Member of Parliament for Cheltenham
- In office 10 October 1974 – 16 March 1992
- Preceded by: Douglas Dodds-Parker
- Succeeded by: Nigel Jones

Personal details
- Born: 4 May 1924
- Died: 30 March 1995 (aged 70)
- Party: Conservative

= Charles Irving (politician) =

British politician (1924–1995)

Sir Charles Graham Irving (4 May 1924 – 30 March 1995) was a British Conservative Member of Parliament for Cheltenham.

==Early life==
Irving was born into a hotel-owning family in Cheltenham, its flagship being the Irving Hotel on the High Street, of which he became chairman in 1949.

He was educated at Glengarth School, in Cheltenham, and Lucton, near Hereford, at both of which "he evinced no academic bent". When he left school during World War II he tried to join the Army but was turned down on the grounds of being "insufficiently robust". He served in the Home Guard, but was "a good deal less than successful in those ranks, the highlight of his career being the accidental stabbing of a colleague in the hindquarters with a bayonet".

==Political career==
His political career began in 1947 when he was elected to Cheltenham Borough Council. The following year he was elected to Gloucestershire County Council. He was Mayor of Cheltenham 1958–1960 and again 1971–1972.

■ **Record extracts**
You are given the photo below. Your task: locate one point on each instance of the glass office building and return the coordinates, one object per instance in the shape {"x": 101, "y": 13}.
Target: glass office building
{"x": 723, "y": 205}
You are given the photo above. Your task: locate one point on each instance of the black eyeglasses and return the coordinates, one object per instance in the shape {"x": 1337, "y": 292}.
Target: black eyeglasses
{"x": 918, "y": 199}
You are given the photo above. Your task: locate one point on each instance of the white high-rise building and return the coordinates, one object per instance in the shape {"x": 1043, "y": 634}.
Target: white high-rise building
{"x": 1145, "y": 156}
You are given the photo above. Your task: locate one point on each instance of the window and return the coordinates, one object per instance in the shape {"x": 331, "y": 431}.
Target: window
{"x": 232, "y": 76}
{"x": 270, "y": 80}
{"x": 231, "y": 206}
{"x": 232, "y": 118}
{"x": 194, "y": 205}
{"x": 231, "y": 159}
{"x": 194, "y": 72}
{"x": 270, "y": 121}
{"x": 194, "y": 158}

■ **Tasks for this exercise**
(1) Please set down, word for word, the passage of the Charles Irving article that begins at the words "British politician (1924–1995)" and stops after "chairman in 1949.".
(2) According to the Charles Irving article, in what year did Irving become chairman of the Irving Hotel?

■ **The results**
(1)
British politician (1924–1995)

Sir Charles Graham Irving (4 May 1924 – 30 March 1995) was a British Conservative Member of Parliament for Cheltenham.

==Early life==
Irving was born into a hotel-owning family in Cheltenham, its flagship being the Irving Hotel on the High Street, of which he became chairman in 1949.

(2) 1949